◆ WRITTEN EXERCISE: Transcribe every line, keeping it exact.
[ENTRIES SUPPLIED start]
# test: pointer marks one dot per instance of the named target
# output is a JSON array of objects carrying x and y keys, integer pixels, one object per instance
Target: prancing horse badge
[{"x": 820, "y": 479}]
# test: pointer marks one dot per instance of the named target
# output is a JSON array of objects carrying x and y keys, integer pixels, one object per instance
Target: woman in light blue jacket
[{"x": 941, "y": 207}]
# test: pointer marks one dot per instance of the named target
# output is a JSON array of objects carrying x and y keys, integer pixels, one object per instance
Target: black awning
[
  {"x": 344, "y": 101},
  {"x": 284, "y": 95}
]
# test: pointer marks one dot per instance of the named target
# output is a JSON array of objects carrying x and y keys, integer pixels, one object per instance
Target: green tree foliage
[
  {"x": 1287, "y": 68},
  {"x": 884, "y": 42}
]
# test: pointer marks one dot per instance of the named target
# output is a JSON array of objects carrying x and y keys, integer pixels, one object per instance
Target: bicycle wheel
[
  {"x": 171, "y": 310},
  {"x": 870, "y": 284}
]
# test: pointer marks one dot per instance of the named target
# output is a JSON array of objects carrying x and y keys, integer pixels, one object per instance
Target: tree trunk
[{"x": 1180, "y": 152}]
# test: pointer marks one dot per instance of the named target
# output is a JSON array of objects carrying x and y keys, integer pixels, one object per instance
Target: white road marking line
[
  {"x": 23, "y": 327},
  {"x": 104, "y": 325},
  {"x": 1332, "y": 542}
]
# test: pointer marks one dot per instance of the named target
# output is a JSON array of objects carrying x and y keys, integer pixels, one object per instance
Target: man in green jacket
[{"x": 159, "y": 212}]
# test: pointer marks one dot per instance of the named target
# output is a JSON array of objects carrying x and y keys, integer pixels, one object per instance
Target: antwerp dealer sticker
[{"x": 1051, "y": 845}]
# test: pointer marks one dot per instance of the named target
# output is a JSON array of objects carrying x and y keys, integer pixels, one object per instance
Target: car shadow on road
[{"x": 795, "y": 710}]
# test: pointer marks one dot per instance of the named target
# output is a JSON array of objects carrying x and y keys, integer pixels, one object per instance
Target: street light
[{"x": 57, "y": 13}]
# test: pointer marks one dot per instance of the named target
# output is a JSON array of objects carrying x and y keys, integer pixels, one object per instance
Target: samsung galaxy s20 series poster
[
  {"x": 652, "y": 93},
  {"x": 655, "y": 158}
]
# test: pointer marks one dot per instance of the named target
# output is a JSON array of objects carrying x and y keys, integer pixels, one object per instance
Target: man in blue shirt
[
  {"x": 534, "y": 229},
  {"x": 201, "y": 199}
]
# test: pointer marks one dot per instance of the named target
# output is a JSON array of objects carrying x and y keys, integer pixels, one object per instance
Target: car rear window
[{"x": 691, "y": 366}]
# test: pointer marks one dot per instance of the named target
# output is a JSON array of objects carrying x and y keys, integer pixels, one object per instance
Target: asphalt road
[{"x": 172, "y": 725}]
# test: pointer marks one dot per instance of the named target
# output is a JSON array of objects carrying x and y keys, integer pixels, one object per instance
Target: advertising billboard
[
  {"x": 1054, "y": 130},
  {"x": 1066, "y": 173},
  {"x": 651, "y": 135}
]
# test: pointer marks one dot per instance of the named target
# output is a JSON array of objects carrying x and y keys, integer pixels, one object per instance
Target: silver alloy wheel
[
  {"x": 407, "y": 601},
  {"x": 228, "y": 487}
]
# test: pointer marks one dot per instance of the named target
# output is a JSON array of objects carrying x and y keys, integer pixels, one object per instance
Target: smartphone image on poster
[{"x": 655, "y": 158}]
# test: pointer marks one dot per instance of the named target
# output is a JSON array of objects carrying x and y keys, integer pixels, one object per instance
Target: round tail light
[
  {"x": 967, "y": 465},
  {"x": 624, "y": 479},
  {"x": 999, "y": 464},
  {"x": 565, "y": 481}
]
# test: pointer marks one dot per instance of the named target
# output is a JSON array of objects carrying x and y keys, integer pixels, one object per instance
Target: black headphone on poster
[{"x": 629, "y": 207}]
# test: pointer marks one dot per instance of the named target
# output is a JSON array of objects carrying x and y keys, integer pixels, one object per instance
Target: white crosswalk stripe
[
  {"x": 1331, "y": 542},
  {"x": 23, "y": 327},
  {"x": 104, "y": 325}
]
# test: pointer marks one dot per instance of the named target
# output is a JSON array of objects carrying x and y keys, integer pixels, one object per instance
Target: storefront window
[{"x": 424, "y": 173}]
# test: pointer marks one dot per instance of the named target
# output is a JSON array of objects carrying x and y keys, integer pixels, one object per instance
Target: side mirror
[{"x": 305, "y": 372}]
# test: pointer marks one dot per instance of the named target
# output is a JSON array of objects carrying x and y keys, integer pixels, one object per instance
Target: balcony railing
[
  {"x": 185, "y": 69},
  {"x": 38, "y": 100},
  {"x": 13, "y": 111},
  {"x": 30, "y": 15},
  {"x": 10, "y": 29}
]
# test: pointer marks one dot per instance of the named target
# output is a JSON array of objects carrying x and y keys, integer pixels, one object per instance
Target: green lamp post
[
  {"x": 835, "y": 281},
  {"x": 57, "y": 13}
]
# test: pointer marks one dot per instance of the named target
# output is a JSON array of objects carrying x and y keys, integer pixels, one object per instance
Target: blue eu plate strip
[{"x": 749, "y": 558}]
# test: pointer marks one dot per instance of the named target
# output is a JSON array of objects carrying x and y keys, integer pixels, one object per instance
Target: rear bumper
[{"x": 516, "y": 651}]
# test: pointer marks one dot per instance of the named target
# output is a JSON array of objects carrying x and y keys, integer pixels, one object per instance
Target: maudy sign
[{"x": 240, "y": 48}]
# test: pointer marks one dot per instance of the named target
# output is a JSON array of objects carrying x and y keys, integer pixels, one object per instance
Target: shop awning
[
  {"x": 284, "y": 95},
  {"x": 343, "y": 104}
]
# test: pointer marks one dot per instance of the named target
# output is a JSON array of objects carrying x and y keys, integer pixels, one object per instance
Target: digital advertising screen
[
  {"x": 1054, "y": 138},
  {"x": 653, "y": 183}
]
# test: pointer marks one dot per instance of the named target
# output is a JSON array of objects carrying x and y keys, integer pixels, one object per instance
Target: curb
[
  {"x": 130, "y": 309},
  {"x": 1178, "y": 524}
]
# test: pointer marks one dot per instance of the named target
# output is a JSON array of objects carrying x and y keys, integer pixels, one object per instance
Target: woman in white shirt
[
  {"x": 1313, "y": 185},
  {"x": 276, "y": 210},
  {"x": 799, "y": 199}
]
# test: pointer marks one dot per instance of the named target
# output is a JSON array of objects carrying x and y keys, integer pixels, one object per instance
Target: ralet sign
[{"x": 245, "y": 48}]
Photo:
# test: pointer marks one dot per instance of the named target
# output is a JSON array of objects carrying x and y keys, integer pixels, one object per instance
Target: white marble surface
[ENTRIES SUPPLIED end]
◆ TASK OUTPUT:
# test: pointer marks one dot per instance of the named target
# output is a JSON array of objects carrying x and y keys, integer pixels, one object per instance
Target: prancing horse badge
[{"x": 820, "y": 479}]
# test: pointer marks one dot per instance of the named target
# output is a JSON array of objects carrying x and y keys, integer pixels, one object per instance
Target: woman in light blue jacket
[{"x": 941, "y": 207}]
# test: pointer marks one dot per instance of the named target
# output is a JSON array of objects carrying x and y keys, integer pixels, one object per instance
Target: black awning
[
  {"x": 344, "y": 101},
  {"x": 284, "y": 95}
]
# test: pointer marks one dot per instance of the named target
# output is a JSON array of objects carrying x and y keys, integer pixels, one object per instance
Target: green tree foliage
[
  {"x": 1287, "y": 68},
  {"x": 884, "y": 42}
]
# test: pointer marks one dot per instance of the named target
# output is a JSON array of objects carrying x and y keys, integer pixels, one object per instance
Target: bicycle wheel
[
  {"x": 171, "y": 310},
  {"x": 870, "y": 284}
]
# test: pointer marks one dot per instance of the named target
# output is a JSON array of objects carrying x and y keys, integer pixels, one object per instance
Target: tree trunk
[{"x": 1180, "y": 152}]
# test: pointer marks one dot per instance of the named target
# output is a JSON array of objects carrying x and y keys, integer pixels, one object per instance
Target: white road marking line
[
  {"x": 23, "y": 327},
  {"x": 104, "y": 325},
  {"x": 1332, "y": 542}
]
# test: pointer marks one dot per instance of the named target
# output is a JSON array of objects carrying x and y keys, integer pixels, one object per instance
Target: man in green jacket
[{"x": 159, "y": 212}]
# test: pointer marks one dot per instance of the named target
# output is a JSON array of objects carrying x and y keys, integer pixels, one object per instance
Target: antwerp dealer sticker
[{"x": 1051, "y": 845}]
# test: pointer marks one dot per instance of the named target
# output is a JSON array of objects carrying x and y keys, integer pixels, one object per instance
Target: car shadow on road
[{"x": 795, "y": 710}]
# test: pointer marks one dot per instance of the named target
# output is a JSON array of objects carrying x and y keys, integer pixels, one object per instance
Target: street light
[{"x": 57, "y": 13}]
# test: pointer marks one dot per instance of the named target
# output is a JSON array of objects carrying x and y keys, integer pixels, one object per instance
Target: samsung galaxy s20 series poster
[
  {"x": 652, "y": 93},
  {"x": 655, "y": 158}
]
# test: pointer marks one dot per instance of the named target
# output is a JSON array of objects carrying x and y keys, integer pixels, one object per instance
Target: man in blue shirt
[
  {"x": 534, "y": 229},
  {"x": 201, "y": 199}
]
# test: pointer marks one dot per instance of the named target
# output is a JSON array of objects carrying x and y keys, integer pixels, one object per instance
Target: car rear window
[{"x": 691, "y": 366}]
# test: pointer marks one dot per instance of the named target
# output is a JSON array of objects carrying x and y keys, integer pixels, one object per instance
Target: asphalt road
[{"x": 172, "y": 725}]
# test: pointer marks one dot per instance of the named target
# output is a JSON array of objects carrying x and y keys, integer pixels, one object per instance
Target: advertising billboard
[
  {"x": 1054, "y": 130},
  {"x": 1066, "y": 173},
  {"x": 651, "y": 135}
]
# test: pointer marks one dot per instance of the named target
# output is a JSON array of objects carrying x and y keys, integer pixels, one object per instance
Target: silver alloy wheel
[
  {"x": 407, "y": 601},
  {"x": 228, "y": 487}
]
# test: pointer marks one dot per instance of the named target
# output is a JSON array of objects carrying x and y keys, integer pixels, one object per instance
Target: smartphone image on poster
[{"x": 655, "y": 158}]
# test: pointer marks one dot per instance of the named target
# output is a JSON array of objects carrying x and y keys, integer pixels, one object per instance
Target: round tail light
[
  {"x": 967, "y": 465},
  {"x": 624, "y": 479},
  {"x": 999, "y": 464},
  {"x": 565, "y": 481}
]
# test: pointer marks one dot per instance of the named target
# output is a JSON array of objects carrying x and y keys, integer pixels, one object per instance
Target: black headphone on poster
[{"x": 629, "y": 207}]
# test: pointer marks one dot per instance of the named target
# output is a JSON array of objects carrying x and y keys, integer pixels, one object per instance
Target: white crosswalk stripe
[
  {"x": 1331, "y": 542},
  {"x": 23, "y": 327},
  {"x": 104, "y": 325}
]
# test: pointer marks one dot per instance of the named target
# output is a JSON array of objects carrying x and y keys, integer pixels, one object per instance
Target: storefront window
[{"x": 424, "y": 173}]
# test: pointer marks one dot per instance of the named target
# output is a JSON array of objects carrying x and y keys, integer pixels, one object per instance
Target: side mirror
[{"x": 305, "y": 372}]
# test: pointer marks one dot per instance of the named target
# output is a JSON array of objects carrying x and y keys, integer pixels, one object per instance
Target: balcony railing
[
  {"x": 185, "y": 69},
  {"x": 38, "y": 100},
  {"x": 13, "y": 111},
  {"x": 30, "y": 15},
  {"x": 10, "y": 29}
]
# test: pointer marks one dot per instance of the named target
# output is a JSON array of objects carrying x and y keys, integer pixels, one object per instance
Target: green lamp post
[
  {"x": 835, "y": 281},
  {"x": 57, "y": 13}
]
# test: pointer marks one dot per instance of the named target
# output is a JSON array of objects carrying x and y keys, integer pixels, one object per instance
Target: blue eu plate strip
[{"x": 749, "y": 558}]
# test: pointer marks one dot per instance of the named target
# output is a JSON array of objects carrying x and y keys, integer pixels, one object per instance
Target: rear bumper
[{"x": 516, "y": 651}]
# test: pointer marks one dot per instance of the named target
# output is a JSON array of objects carrying x and y keys, integer pixels, one object per instance
Target: maudy sign
[{"x": 240, "y": 48}]
# test: pointer marks one dot per instance of the named target
# output is a JSON array of objects carrying x and y keys, integer pixels, one object per instance
Target: shop awning
[
  {"x": 284, "y": 95},
  {"x": 343, "y": 104}
]
# test: pointer marks one dot per instance of the named target
# output is a JSON array of objects carrying x and y keys, integer pixels, one object per instance
Target: digital advertising screen
[
  {"x": 1054, "y": 138},
  {"x": 653, "y": 183}
]
# test: pointer marks one dot per instance of the named target
# output is a JSON array of objects carrying x and y keys, integer pixels, one object per instance
Target: curb
[
  {"x": 130, "y": 309},
  {"x": 1178, "y": 524}
]
# test: pointer marks one dot per instance of the named target
# output is a JSON array of objects carrying x and y keys, integer pixels, one object per instance
Target: woman in white shirt
[
  {"x": 1313, "y": 185},
  {"x": 276, "y": 210},
  {"x": 799, "y": 199}
]
# test: pointer marks one dot per instance of the named target
# output is a JSON array of objects carrying x and y keys, integer pixels, one object per instance
Target: ralet sign
[{"x": 245, "y": 48}]
Photo:
# test: pointer marks one dot per instance of the named target
# output is a JSON array of objects carrying x and y keys, integer pixels, one object per instance
Target: white marble surface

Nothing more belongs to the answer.